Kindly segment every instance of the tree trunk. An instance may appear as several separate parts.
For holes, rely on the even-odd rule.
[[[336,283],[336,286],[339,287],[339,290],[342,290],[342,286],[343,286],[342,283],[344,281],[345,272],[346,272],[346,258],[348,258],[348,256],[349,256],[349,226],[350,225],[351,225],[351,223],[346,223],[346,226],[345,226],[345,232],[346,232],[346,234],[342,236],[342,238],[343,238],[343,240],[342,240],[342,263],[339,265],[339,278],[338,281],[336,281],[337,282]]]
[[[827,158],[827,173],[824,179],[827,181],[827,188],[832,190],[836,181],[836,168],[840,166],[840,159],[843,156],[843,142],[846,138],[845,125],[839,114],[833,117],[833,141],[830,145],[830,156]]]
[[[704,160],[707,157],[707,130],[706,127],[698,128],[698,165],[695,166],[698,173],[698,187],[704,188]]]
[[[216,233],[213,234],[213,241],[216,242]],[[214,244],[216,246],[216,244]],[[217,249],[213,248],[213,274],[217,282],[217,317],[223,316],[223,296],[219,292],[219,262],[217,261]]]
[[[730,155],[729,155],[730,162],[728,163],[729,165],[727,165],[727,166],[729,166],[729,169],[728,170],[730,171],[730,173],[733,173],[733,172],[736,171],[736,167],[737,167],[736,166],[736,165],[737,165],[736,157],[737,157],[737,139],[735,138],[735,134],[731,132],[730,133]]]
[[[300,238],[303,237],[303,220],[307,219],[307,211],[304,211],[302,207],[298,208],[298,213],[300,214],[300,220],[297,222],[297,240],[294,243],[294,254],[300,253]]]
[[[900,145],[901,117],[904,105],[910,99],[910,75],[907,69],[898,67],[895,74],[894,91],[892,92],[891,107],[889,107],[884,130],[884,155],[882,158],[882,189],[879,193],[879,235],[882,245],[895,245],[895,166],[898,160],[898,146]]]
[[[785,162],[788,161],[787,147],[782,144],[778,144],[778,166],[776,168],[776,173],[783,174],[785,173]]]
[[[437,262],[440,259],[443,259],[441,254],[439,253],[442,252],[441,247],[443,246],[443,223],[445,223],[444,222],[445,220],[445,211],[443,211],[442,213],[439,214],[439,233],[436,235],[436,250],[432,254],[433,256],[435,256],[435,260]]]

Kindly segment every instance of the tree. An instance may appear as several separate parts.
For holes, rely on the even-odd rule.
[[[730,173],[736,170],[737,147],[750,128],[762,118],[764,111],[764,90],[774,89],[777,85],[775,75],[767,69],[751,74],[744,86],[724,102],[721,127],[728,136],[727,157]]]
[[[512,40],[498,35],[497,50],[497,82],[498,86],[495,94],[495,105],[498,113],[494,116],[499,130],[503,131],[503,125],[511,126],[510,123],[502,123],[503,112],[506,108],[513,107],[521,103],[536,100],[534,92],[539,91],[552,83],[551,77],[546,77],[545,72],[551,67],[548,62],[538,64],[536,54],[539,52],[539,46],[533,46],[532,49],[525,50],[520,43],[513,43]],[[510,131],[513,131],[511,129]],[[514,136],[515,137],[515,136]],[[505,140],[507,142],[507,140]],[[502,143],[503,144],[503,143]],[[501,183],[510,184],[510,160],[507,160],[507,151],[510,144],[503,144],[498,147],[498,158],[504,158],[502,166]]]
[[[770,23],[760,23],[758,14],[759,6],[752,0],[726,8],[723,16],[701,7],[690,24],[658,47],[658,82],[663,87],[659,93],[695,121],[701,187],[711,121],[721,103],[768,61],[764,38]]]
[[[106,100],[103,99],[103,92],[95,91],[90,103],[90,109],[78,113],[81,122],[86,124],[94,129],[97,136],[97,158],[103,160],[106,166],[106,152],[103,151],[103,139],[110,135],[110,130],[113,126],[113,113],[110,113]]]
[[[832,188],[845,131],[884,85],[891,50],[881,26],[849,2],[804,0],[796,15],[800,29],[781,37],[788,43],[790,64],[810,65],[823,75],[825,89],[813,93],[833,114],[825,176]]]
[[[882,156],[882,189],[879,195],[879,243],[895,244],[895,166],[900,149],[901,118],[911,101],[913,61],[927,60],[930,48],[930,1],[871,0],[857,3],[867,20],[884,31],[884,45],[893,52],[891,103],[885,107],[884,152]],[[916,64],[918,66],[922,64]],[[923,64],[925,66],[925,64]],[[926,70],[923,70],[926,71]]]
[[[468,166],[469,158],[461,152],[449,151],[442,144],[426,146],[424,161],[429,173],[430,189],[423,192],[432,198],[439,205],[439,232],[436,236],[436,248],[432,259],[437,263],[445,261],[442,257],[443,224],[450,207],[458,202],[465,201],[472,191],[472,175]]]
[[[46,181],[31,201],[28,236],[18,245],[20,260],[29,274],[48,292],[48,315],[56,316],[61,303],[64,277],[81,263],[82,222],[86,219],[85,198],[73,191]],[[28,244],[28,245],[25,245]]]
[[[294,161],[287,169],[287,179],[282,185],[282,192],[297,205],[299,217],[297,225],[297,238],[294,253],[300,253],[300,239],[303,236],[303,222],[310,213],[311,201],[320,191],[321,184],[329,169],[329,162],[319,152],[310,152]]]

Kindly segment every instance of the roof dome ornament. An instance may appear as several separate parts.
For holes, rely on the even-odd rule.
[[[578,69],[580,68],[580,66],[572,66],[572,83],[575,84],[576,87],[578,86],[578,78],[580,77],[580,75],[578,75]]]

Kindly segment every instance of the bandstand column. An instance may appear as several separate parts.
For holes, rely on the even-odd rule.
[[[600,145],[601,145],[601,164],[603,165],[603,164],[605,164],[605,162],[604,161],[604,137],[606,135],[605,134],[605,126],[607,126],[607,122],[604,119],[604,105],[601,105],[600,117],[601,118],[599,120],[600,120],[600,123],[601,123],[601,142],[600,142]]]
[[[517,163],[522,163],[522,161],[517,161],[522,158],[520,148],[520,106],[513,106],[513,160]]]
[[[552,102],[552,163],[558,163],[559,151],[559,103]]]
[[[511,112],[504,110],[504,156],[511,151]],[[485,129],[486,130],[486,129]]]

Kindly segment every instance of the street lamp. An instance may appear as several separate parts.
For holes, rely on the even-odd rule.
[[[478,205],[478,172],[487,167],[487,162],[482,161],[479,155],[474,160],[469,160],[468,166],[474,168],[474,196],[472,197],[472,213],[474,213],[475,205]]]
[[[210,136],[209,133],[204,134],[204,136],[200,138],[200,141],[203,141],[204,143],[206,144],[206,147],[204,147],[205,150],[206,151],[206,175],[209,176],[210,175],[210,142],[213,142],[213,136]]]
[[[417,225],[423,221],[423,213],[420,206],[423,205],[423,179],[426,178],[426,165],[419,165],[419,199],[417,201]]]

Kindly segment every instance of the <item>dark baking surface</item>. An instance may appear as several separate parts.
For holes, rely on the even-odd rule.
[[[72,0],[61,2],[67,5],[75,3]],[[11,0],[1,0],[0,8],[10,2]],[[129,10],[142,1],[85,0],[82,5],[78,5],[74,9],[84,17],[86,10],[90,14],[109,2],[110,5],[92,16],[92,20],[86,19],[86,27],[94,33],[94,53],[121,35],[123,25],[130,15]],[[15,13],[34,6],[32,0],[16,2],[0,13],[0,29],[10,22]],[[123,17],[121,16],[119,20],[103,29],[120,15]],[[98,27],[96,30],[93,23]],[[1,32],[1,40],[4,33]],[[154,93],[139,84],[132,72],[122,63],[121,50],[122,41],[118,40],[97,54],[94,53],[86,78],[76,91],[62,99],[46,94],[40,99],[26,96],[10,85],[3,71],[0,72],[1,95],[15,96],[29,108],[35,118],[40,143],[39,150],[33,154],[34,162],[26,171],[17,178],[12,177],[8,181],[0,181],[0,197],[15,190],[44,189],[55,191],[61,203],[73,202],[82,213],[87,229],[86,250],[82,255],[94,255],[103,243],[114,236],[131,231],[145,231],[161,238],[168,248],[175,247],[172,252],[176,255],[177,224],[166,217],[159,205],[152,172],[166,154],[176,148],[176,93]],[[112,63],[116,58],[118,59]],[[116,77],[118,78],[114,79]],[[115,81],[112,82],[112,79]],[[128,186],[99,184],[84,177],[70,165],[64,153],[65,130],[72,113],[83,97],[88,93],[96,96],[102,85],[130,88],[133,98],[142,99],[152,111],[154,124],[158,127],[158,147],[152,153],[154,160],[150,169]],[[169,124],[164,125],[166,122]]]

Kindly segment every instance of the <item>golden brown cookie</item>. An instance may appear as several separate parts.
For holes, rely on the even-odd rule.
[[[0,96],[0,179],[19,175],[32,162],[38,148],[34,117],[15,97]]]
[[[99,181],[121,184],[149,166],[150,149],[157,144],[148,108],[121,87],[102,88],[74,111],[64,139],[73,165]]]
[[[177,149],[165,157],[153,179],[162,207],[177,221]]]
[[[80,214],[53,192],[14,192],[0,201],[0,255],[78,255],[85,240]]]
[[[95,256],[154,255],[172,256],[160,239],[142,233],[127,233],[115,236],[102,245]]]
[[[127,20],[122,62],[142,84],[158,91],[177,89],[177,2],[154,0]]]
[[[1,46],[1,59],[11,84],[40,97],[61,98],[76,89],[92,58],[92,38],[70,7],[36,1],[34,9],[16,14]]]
___
**The task:**
With both ends included, please retype exactly the lines from the line containing "Kindly segment every instance of the <item>golden" to the final line of the data.

**Expected answer:**
Kindly segment every instance of the <item>golden brown cookie</item>. An instance may appear as several separate parts.
For holes, rely on the even-odd rule.
[[[0,96],[0,179],[19,175],[32,162],[38,148],[34,117],[15,97]]]
[[[99,181],[121,184],[149,166],[150,149],[157,144],[148,108],[121,87],[102,88],[74,111],[64,139],[73,165]]]
[[[177,149],[165,157],[153,179],[162,207],[177,221]]]
[[[80,214],[53,192],[14,192],[0,201],[0,255],[78,255],[85,240]]]
[[[95,256],[154,255],[172,256],[160,239],[142,233],[127,233],[115,236],[102,245]]]
[[[127,20],[122,62],[142,84],[158,91],[177,89],[177,2],[154,0]]]
[[[1,46],[1,59],[11,84],[40,97],[61,98],[76,89],[92,58],[92,38],[70,7],[36,1],[34,9],[16,14]]]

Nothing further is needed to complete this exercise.